Written exercise: Copy every line of the items that follow character for character, without changing anything.

++++++++++++++++++++

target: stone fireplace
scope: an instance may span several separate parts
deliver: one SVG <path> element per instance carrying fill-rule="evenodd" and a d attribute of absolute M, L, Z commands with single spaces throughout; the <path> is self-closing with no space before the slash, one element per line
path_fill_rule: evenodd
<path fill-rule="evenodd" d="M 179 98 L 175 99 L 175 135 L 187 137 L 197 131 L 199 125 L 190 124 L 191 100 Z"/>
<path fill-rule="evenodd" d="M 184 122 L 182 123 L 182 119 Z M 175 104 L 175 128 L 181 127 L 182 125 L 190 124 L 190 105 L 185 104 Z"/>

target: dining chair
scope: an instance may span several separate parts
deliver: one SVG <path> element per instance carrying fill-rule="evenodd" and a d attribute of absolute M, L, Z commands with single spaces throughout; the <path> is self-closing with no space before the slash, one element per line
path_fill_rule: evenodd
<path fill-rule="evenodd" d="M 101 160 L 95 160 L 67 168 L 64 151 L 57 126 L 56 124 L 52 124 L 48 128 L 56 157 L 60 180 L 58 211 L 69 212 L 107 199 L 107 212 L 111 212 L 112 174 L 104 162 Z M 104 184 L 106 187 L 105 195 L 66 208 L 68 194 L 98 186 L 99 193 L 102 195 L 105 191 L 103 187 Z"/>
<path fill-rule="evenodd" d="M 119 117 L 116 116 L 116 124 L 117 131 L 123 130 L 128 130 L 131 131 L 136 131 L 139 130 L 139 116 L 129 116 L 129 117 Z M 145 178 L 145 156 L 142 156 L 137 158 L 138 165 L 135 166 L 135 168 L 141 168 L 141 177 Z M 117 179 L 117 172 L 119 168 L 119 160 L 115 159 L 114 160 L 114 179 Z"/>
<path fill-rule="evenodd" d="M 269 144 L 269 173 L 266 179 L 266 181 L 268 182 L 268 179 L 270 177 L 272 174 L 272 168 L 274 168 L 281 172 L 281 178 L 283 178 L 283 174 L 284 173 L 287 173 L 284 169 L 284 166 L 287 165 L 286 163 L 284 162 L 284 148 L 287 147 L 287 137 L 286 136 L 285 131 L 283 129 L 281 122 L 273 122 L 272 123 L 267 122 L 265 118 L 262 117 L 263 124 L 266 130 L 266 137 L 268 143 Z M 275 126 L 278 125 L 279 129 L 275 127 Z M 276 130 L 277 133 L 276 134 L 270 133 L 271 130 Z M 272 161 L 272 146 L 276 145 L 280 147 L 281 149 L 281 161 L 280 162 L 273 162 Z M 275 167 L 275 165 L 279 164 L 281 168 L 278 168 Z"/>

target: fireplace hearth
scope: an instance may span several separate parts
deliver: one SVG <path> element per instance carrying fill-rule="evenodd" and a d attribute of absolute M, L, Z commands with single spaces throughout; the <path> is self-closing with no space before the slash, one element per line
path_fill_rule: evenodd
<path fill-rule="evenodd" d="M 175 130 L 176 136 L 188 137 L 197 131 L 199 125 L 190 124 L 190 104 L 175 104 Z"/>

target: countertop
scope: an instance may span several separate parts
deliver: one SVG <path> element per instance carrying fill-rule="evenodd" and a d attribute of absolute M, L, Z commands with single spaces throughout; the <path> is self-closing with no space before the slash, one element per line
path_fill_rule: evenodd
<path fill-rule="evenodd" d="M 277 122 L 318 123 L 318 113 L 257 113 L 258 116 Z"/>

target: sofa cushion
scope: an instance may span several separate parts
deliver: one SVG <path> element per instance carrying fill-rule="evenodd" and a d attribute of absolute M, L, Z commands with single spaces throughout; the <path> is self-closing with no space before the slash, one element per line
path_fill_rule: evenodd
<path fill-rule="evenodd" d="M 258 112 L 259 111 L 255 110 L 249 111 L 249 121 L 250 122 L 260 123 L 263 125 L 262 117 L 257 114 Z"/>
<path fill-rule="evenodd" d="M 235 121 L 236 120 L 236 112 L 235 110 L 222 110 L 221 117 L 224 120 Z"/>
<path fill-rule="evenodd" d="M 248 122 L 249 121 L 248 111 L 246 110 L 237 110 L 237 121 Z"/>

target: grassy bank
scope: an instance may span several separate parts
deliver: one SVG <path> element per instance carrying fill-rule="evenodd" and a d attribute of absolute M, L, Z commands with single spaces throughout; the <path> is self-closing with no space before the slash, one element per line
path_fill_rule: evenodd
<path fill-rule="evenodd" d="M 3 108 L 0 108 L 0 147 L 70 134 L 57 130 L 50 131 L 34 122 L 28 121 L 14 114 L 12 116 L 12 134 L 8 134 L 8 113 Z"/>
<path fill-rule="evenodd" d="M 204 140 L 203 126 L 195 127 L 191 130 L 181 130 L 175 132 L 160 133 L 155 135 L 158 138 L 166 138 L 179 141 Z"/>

++++++++++++++++++++

Full output:
target: stone fireplace
scope: an instance may span several separate parts
deliver: one SVG <path> element per instance carrying fill-rule="evenodd" and a d attribute of absolute M, L, Z commands with single spaces throughout; the <path> is self-closing with no space before the slash, one element per line
path_fill_rule: evenodd
<path fill-rule="evenodd" d="M 179 98 L 175 99 L 175 135 L 187 137 L 197 131 L 199 125 L 190 124 L 191 100 Z"/>
<path fill-rule="evenodd" d="M 184 122 L 182 123 L 182 119 Z M 175 104 L 175 128 L 181 127 L 182 125 L 190 124 L 190 105 L 185 104 Z"/>

target: dining chair
scope: an instance may span several separate parts
deliver: one SVG <path> element per instance carrying fill-rule="evenodd" and a d attribute of absolute M, L, Z commands with single spaces throughout; the <path> is self-closing with no space before the slash, one element per line
path_fill_rule: evenodd
<path fill-rule="evenodd" d="M 101 160 L 95 160 L 67 168 L 64 151 L 57 126 L 56 124 L 52 124 L 48 128 L 56 157 L 60 180 L 58 211 L 69 212 L 107 199 L 107 212 L 111 212 L 112 174 L 104 162 Z M 104 184 L 106 187 L 105 195 L 66 208 L 68 194 L 98 186 L 99 193 L 102 195 L 105 191 L 103 187 Z"/>
<path fill-rule="evenodd" d="M 119 117 L 116 116 L 116 124 L 117 131 L 123 130 L 128 130 L 131 131 L 136 131 L 139 130 L 139 116 L 129 116 L 129 117 Z M 145 178 L 145 156 L 142 156 L 137 158 L 138 165 L 135 166 L 135 168 L 141 168 L 141 177 Z M 117 179 L 117 172 L 119 168 L 119 160 L 115 159 L 114 160 L 114 179 Z"/>
<path fill-rule="evenodd" d="M 269 144 L 269 173 L 266 179 L 266 181 L 268 182 L 268 179 L 270 177 L 272 174 L 272 168 L 274 168 L 281 172 L 281 178 L 283 178 L 283 174 L 284 173 L 287 173 L 284 169 L 284 166 L 287 165 L 286 163 L 284 162 L 284 148 L 287 147 L 287 137 L 286 136 L 285 131 L 283 129 L 281 122 L 273 122 L 272 123 L 267 122 L 265 118 L 262 117 L 263 124 L 266 130 L 266 137 L 268 143 Z M 275 126 L 278 125 L 279 129 L 275 127 Z M 276 130 L 277 133 L 276 134 L 270 133 L 271 130 Z M 272 161 L 272 146 L 276 145 L 280 147 L 281 149 L 281 161 L 280 162 L 273 162 Z M 275 167 L 275 165 L 279 164 L 281 168 L 278 168 Z"/>

target: fireplace hearth
scope: an instance may span several separate parts
deliver: one SVG <path> element per instance carrying fill-rule="evenodd" and a d attribute of absolute M, L, Z commands with single spaces throughout; the <path> is self-closing with no space before the slash, one element per line
path_fill_rule: evenodd
<path fill-rule="evenodd" d="M 175 130 L 176 136 L 188 137 L 197 131 L 199 125 L 190 124 L 190 104 L 175 104 Z"/>

target: countertop
scope: an instance may span several separate parts
deliver: one SVG <path> element per instance carrying fill-rule="evenodd" and a d attribute of absolute M, L, Z commands with single spaces throughout; the <path> is self-closing with no space before the slash, one element per line
path_fill_rule: evenodd
<path fill-rule="evenodd" d="M 277 122 L 318 123 L 318 113 L 257 113 L 258 116 Z"/>

target: sofa cushion
scope: an instance may span several separate parts
deliver: one SVG <path> element per instance carrying fill-rule="evenodd" and a d attribute of absolute M, L, Z commands with single spaces throughout; the <path> is self-closing with no space before the slash, one element per line
path_fill_rule: evenodd
<path fill-rule="evenodd" d="M 258 112 L 259 111 L 255 110 L 249 111 L 249 121 L 250 122 L 260 123 L 263 125 L 262 117 L 257 114 Z"/>
<path fill-rule="evenodd" d="M 235 121 L 236 120 L 236 112 L 235 110 L 222 110 L 221 117 L 224 120 Z"/>
<path fill-rule="evenodd" d="M 248 122 L 249 121 L 248 111 L 246 110 L 237 110 L 237 121 Z"/>

target: grassy bank
scope: an instance may span several separate parts
deliver: one SVG <path> element per instance carrying fill-rule="evenodd" and a d attribute of absolute M, L, Z commands with single spaces throughout; the <path> is self-closing with no space before the slash, one element per line
path_fill_rule: evenodd
<path fill-rule="evenodd" d="M 3 108 L 0 108 L 0 147 L 70 134 L 57 130 L 50 131 L 34 122 L 28 121 L 14 114 L 12 116 L 12 134 L 8 134 L 8 113 Z"/>
<path fill-rule="evenodd" d="M 204 140 L 203 126 L 195 127 L 191 130 L 181 130 L 175 132 L 160 133 L 155 135 L 158 138 L 166 138 L 179 141 Z"/>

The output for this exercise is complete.